* _PROBLEM TO WORK ON_
Copy these lines word for word, starting at the line that contains "Practice step: label each instance of the mobil 1 logo" and continuing through the last line below.

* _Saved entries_
## START

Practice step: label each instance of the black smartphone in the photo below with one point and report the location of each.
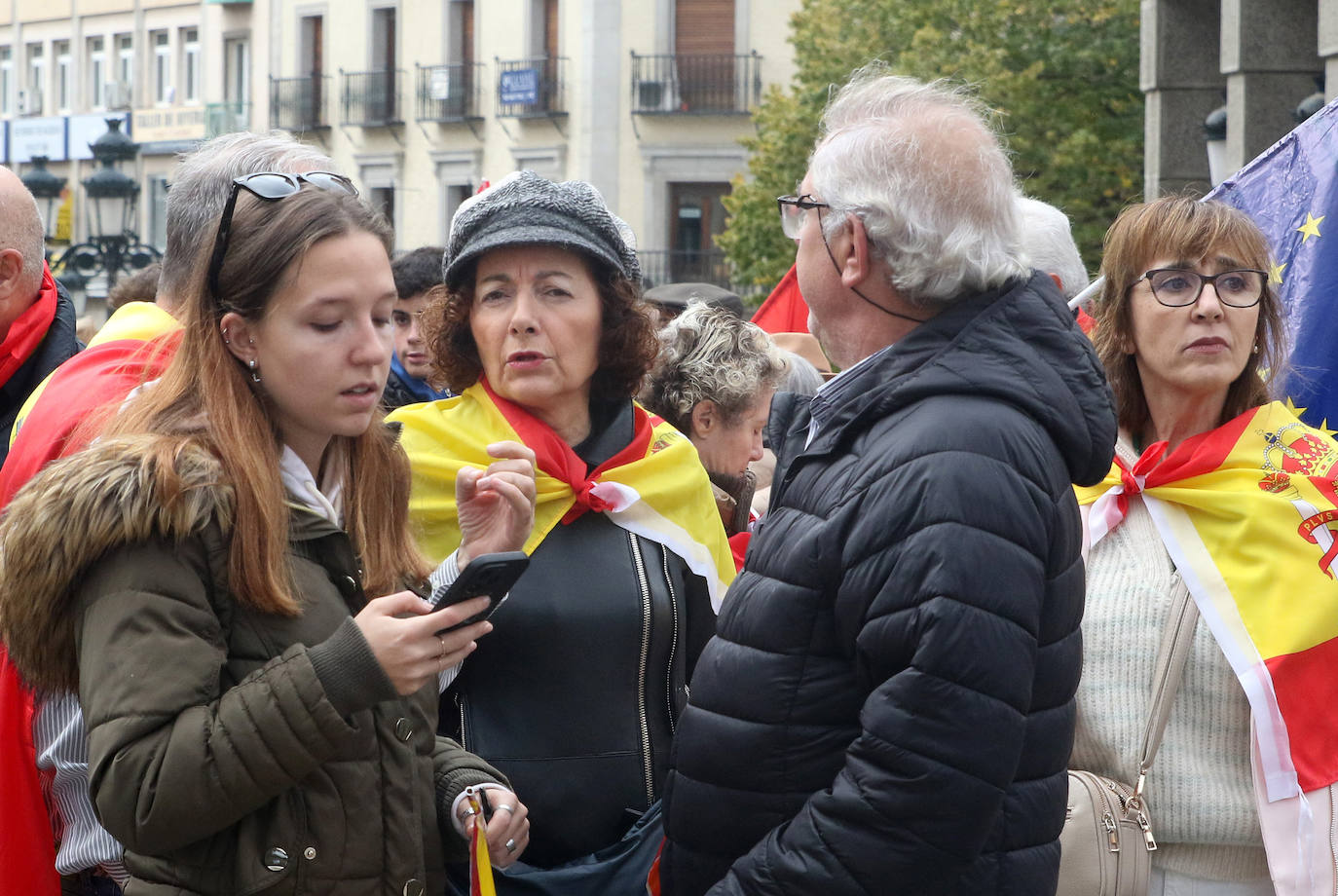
(487, 574)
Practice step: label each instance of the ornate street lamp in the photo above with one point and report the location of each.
(111, 194)
(46, 189)
(113, 244)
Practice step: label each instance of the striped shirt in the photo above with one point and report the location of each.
(57, 733)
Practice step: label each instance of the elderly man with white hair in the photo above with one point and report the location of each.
(887, 705)
(36, 316)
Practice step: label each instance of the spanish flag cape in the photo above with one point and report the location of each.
(655, 487)
(1247, 513)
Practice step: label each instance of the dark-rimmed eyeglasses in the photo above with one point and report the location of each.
(793, 213)
(1176, 287)
(269, 186)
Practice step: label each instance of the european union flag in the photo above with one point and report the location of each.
(1291, 193)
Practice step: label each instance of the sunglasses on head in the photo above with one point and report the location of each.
(269, 186)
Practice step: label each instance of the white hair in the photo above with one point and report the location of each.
(708, 354)
(927, 176)
(20, 229)
(201, 185)
(1048, 243)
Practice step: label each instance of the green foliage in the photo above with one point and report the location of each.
(1062, 76)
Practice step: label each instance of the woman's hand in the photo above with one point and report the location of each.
(508, 828)
(401, 629)
(497, 504)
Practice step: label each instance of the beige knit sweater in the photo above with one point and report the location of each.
(1199, 791)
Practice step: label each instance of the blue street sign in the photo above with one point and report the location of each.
(519, 86)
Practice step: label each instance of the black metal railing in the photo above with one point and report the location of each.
(226, 118)
(369, 99)
(299, 103)
(687, 266)
(448, 93)
(696, 85)
(532, 87)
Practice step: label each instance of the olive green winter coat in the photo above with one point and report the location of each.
(232, 752)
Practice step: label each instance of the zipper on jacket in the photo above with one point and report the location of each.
(645, 661)
(673, 641)
(459, 705)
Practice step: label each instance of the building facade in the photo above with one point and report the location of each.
(421, 103)
(1229, 78)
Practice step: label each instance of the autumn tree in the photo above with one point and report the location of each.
(1062, 78)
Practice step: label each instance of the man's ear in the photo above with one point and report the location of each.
(11, 276)
(854, 260)
(236, 332)
(705, 416)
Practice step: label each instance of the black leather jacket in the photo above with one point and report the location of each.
(576, 692)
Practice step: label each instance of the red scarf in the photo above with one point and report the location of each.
(557, 459)
(29, 329)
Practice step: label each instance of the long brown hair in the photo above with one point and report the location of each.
(206, 394)
(1181, 228)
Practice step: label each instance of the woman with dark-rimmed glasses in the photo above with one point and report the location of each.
(1211, 493)
(260, 719)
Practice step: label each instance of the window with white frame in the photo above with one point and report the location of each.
(164, 93)
(125, 70)
(190, 64)
(36, 86)
(97, 72)
(237, 70)
(64, 74)
(6, 81)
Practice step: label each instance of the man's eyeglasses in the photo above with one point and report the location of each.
(269, 186)
(1176, 287)
(793, 213)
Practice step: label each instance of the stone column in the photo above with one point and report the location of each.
(1270, 57)
(1327, 45)
(1181, 82)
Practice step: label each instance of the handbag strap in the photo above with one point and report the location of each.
(1171, 656)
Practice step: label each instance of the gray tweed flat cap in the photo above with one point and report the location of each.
(682, 294)
(526, 208)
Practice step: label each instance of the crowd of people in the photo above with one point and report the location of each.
(823, 613)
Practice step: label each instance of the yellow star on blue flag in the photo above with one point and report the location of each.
(1310, 228)
(1297, 179)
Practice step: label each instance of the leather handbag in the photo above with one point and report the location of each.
(1106, 844)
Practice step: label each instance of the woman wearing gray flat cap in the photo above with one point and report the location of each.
(540, 332)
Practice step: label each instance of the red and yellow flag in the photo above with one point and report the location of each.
(480, 866)
(1248, 513)
(655, 487)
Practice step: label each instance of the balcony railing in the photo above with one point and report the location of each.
(532, 87)
(696, 85)
(299, 103)
(686, 266)
(448, 93)
(226, 118)
(369, 99)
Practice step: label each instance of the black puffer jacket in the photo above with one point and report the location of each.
(887, 706)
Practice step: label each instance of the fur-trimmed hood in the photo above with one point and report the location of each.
(119, 491)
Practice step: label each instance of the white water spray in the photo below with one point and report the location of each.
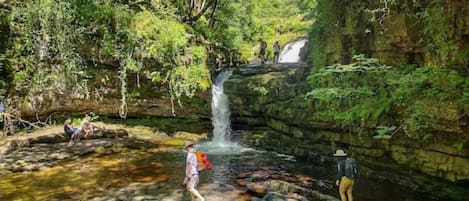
(291, 52)
(220, 111)
(221, 142)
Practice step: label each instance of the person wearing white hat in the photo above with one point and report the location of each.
(191, 178)
(346, 174)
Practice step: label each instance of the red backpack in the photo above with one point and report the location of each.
(202, 161)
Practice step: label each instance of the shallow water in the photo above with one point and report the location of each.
(156, 174)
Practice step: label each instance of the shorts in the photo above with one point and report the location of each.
(347, 180)
(262, 52)
(193, 181)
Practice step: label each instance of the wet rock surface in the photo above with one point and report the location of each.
(267, 183)
(41, 155)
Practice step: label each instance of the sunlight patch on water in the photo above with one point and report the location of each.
(222, 148)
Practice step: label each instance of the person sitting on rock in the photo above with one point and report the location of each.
(87, 126)
(70, 130)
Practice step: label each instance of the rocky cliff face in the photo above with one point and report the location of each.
(396, 31)
(271, 98)
(101, 94)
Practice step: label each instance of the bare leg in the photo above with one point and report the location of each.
(342, 190)
(196, 194)
(349, 192)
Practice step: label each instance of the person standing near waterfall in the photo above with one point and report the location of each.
(276, 51)
(191, 178)
(347, 173)
(262, 46)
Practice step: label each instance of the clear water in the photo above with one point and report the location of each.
(157, 173)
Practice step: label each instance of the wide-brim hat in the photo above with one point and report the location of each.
(188, 144)
(340, 152)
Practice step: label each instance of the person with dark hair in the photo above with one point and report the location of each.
(347, 173)
(262, 47)
(276, 52)
(70, 130)
(191, 178)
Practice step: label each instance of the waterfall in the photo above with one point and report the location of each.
(291, 52)
(221, 143)
(220, 111)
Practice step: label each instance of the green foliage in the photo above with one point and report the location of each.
(384, 132)
(365, 93)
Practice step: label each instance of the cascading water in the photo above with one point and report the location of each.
(291, 52)
(221, 142)
(220, 111)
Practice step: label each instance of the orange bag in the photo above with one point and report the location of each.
(202, 161)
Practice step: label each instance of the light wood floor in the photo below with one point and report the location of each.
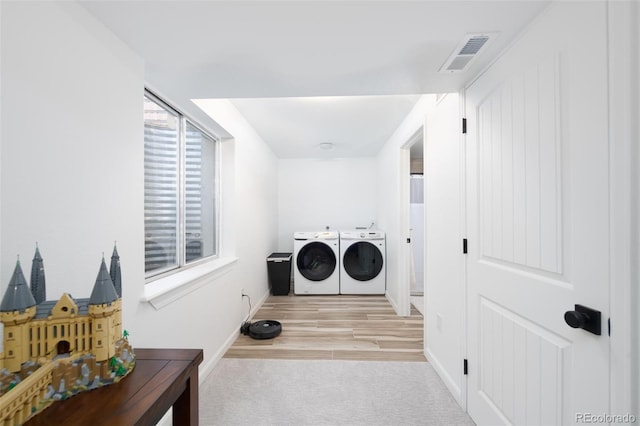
(335, 327)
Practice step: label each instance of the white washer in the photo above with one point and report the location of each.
(362, 259)
(316, 258)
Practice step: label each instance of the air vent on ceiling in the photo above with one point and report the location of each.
(465, 52)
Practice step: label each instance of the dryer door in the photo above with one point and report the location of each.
(362, 261)
(316, 261)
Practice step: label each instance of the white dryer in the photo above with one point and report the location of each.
(363, 266)
(316, 262)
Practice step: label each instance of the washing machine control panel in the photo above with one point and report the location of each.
(362, 235)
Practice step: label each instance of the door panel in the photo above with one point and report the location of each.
(537, 194)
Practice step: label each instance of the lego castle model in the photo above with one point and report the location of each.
(55, 349)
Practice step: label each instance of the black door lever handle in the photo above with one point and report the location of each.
(585, 318)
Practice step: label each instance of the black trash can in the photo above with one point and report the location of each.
(279, 271)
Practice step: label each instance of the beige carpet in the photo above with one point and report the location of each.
(319, 392)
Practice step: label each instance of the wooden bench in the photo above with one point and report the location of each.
(161, 379)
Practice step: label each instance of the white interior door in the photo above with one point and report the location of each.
(538, 217)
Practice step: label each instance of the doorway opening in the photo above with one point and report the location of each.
(414, 182)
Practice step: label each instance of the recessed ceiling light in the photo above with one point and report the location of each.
(326, 146)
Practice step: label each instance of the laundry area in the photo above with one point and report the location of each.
(328, 226)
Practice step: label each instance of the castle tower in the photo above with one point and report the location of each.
(114, 271)
(104, 308)
(18, 307)
(38, 283)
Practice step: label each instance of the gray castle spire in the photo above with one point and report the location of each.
(38, 282)
(114, 271)
(103, 291)
(17, 297)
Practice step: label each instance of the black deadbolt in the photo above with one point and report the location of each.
(585, 318)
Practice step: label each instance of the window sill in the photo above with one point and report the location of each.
(162, 292)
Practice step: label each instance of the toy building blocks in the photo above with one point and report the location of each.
(55, 349)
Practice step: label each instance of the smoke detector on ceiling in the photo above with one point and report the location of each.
(466, 51)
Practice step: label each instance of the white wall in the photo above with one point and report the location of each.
(72, 169)
(316, 193)
(444, 261)
(391, 179)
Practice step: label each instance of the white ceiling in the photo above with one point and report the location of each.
(375, 50)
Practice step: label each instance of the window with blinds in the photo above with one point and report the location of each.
(180, 183)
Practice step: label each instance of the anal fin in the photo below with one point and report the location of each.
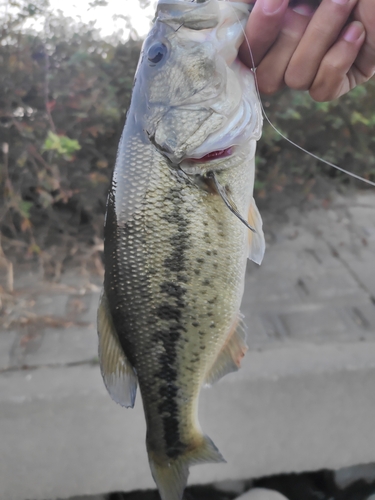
(171, 476)
(118, 374)
(229, 358)
(257, 244)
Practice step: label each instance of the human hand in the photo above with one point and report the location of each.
(327, 49)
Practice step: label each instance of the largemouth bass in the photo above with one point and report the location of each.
(181, 222)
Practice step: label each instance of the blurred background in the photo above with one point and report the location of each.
(66, 74)
(65, 83)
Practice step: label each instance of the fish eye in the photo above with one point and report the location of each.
(157, 52)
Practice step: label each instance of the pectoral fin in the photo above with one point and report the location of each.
(118, 374)
(257, 244)
(229, 358)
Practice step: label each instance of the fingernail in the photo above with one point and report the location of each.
(304, 10)
(271, 6)
(353, 32)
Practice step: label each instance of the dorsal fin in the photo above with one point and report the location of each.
(118, 374)
(229, 358)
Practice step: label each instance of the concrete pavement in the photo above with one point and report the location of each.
(303, 400)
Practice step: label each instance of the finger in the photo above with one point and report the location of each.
(262, 29)
(271, 70)
(324, 29)
(337, 73)
(365, 62)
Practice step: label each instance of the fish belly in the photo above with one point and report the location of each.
(175, 264)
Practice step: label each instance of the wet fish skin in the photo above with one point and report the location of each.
(175, 256)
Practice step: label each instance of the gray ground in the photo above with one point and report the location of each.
(304, 399)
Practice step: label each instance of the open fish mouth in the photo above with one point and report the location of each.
(214, 155)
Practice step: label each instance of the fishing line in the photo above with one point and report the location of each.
(351, 174)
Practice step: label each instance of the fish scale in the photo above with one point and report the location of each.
(175, 255)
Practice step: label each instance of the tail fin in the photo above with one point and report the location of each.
(171, 476)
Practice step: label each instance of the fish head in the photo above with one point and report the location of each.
(191, 87)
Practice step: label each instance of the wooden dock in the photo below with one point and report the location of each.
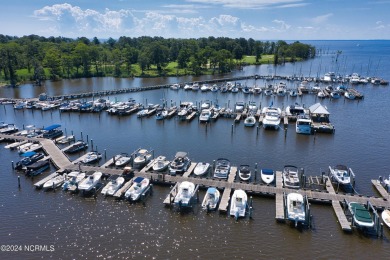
(379, 187)
(279, 199)
(339, 211)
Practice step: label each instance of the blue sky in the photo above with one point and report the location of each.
(258, 19)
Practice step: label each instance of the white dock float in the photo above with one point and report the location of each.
(40, 183)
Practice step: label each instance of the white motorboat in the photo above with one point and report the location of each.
(267, 175)
(303, 125)
(361, 215)
(222, 168)
(271, 119)
(139, 187)
(54, 182)
(161, 164)
(185, 193)
(122, 160)
(250, 120)
(341, 174)
(211, 199)
(92, 157)
(291, 177)
(296, 210)
(244, 172)
(141, 158)
(238, 204)
(180, 164)
(72, 180)
(386, 217)
(201, 168)
(90, 181)
(205, 115)
(113, 186)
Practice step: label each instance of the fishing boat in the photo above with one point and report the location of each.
(122, 160)
(54, 182)
(211, 199)
(222, 168)
(52, 131)
(77, 147)
(65, 139)
(180, 164)
(267, 175)
(386, 217)
(291, 177)
(72, 180)
(91, 157)
(161, 164)
(28, 159)
(185, 193)
(238, 204)
(141, 158)
(303, 125)
(113, 186)
(201, 168)
(296, 210)
(271, 119)
(90, 182)
(250, 120)
(205, 115)
(139, 187)
(361, 215)
(37, 167)
(244, 172)
(341, 174)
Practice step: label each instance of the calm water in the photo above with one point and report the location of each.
(79, 227)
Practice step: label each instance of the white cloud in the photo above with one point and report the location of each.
(321, 18)
(252, 4)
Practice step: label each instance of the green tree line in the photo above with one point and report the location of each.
(39, 58)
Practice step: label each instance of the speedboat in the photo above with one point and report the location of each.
(238, 204)
(342, 174)
(37, 167)
(72, 180)
(92, 157)
(142, 157)
(54, 182)
(185, 193)
(244, 172)
(272, 117)
(205, 115)
(386, 217)
(90, 181)
(122, 160)
(28, 159)
(139, 186)
(296, 211)
(267, 175)
(161, 164)
(201, 168)
(361, 215)
(222, 168)
(290, 177)
(77, 147)
(250, 120)
(211, 199)
(180, 164)
(113, 186)
(303, 124)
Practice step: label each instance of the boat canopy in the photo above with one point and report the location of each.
(28, 154)
(267, 171)
(139, 179)
(52, 127)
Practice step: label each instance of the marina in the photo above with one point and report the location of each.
(82, 223)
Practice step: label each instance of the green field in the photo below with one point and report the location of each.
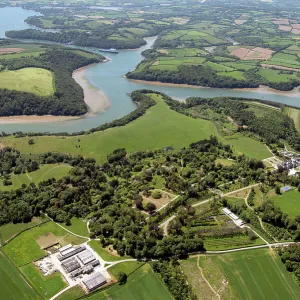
(12, 284)
(143, 284)
(72, 293)
(289, 202)
(103, 253)
(145, 133)
(45, 172)
(258, 274)
(31, 80)
(7, 231)
(24, 248)
(47, 286)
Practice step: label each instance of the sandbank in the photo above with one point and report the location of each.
(95, 99)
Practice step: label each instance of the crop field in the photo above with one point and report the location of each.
(143, 284)
(147, 132)
(47, 286)
(277, 75)
(25, 248)
(31, 80)
(257, 274)
(44, 173)
(12, 284)
(72, 293)
(78, 226)
(289, 202)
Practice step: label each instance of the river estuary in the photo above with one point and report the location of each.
(109, 78)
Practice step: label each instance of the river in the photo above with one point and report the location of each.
(109, 78)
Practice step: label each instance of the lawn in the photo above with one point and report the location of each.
(72, 293)
(45, 172)
(12, 284)
(7, 231)
(47, 286)
(143, 284)
(78, 226)
(258, 274)
(289, 202)
(24, 248)
(146, 133)
(31, 80)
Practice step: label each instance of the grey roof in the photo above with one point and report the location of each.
(94, 281)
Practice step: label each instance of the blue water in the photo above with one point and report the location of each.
(109, 77)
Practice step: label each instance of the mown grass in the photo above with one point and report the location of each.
(24, 248)
(45, 172)
(158, 128)
(47, 286)
(72, 293)
(143, 284)
(258, 274)
(289, 202)
(12, 284)
(31, 80)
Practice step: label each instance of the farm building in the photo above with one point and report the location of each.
(71, 265)
(86, 257)
(70, 252)
(94, 281)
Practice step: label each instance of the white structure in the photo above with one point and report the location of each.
(233, 217)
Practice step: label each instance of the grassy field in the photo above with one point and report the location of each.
(78, 226)
(12, 284)
(7, 231)
(143, 284)
(147, 132)
(45, 172)
(47, 286)
(289, 202)
(257, 274)
(31, 80)
(72, 293)
(24, 248)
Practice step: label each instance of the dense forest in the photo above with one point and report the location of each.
(68, 97)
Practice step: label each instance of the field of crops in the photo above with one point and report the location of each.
(31, 80)
(289, 202)
(12, 284)
(45, 172)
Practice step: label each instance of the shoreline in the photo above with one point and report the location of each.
(95, 99)
(261, 89)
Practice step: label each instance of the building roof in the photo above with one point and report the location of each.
(94, 281)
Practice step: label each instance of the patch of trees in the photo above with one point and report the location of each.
(68, 97)
(98, 38)
(290, 256)
(174, 278)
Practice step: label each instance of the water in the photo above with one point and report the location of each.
(109, 77)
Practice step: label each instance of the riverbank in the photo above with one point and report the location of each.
(95, 99)
(35, 119)
(261, 89)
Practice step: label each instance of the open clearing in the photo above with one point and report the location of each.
(147, 132)
(289, 202)
(25, 248)
(47, 286)
(12, 284)
(45, 172)
(143, 284)
(31, 80)
(257, 274)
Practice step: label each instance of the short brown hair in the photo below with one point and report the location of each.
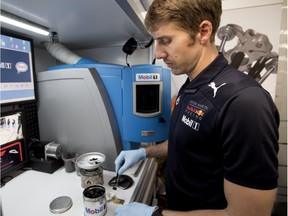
(187, 14)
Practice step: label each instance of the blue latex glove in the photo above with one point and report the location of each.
(134, 209)
(129, 158)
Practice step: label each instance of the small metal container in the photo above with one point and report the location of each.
(94, 199)
(91, 177)
(91, 171)
(90, 161)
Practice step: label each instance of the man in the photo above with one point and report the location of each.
(222, 147)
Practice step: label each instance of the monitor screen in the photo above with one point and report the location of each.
(17, 69)
(13, 150)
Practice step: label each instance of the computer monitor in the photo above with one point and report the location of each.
(13, 150)
(17, 69)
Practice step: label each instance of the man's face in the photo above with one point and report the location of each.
(177, 49)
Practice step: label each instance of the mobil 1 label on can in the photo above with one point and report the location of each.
(94, 201)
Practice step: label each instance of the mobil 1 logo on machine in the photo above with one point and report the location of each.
(142, 77)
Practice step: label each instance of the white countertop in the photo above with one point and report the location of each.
(31, 192)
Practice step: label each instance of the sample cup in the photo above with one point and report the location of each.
(94, 199)
(69, 159)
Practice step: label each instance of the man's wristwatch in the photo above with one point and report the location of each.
(157, 212)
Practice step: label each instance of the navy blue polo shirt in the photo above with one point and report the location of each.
(224, 125)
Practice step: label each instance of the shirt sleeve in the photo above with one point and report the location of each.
(250, 139)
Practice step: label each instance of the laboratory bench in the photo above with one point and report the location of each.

## END

* _FULL ANSWER_
Practice step: label each instance of the mobil 1 logo on machine in the photo above with one point and report the location of each.
(142, 77)
Practice step: label each instance of the white countertop in the photo above with one point and report the location of each.
(31, 192)
Practice step: label each instance of the sample cup in the photo above with one point and report the location of each.
(94, 199)
(69, 159)
Practice step: label each instance of the man's wristwatch in the photo above with one point and report the location of each.
(157, 212)
Practice step: label each instance of the navy blue polo shirt in the photo above with one point and report the location of each.
(224, 125)
Practice step: label each instance of the shirt sleeve in the photo above with one point and report the location of each.
(250, 139)
Practice step: label each instance of the laboratory bench in the photo above with one point and report the location of each.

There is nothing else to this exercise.